Image location labeling entries
********************

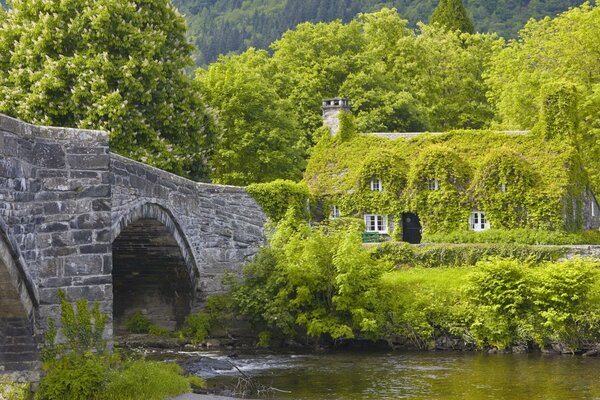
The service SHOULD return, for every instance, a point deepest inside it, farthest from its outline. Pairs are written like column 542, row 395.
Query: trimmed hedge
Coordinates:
column 403, row 255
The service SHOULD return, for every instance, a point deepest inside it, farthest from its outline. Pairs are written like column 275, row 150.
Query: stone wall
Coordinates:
column 54, row 185
column 64, row 199
column 219, row 228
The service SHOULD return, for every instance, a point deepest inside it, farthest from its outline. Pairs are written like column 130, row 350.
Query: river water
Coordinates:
column 452, row 375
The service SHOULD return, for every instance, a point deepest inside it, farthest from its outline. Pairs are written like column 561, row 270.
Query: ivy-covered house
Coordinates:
column 402, row 184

********************

Copy out every line of the data above word for word, omitting the pictures.

The service SHOULD return, for every instance, a point deepest inside it, farthest from its outline. Pairs are written like column 542, row 395.
Query: trimmed hedge
Coordinates:
column 403, row 255
The service SHOULD return, for every instance, a point deepest inside it, farthest from its outline. Pairs are written like column 275, row 150.
Query: stone wall
Coordinates:
column 54, row 185
column 64, row 199
column 219, row 228
The service SHOULD return, for every instance, a point deepest inside it, farthest from its outline. Pairs are written like column 130, row 350.
Query: river water
Coordinates:
column 452, row 375
The service SHOULD return, for every instance, a point deepest inside it, farthest from its outline. Pairs are written like column 561, row 270.
Query: ivy-covered house
Coordinates:
column 402, row 184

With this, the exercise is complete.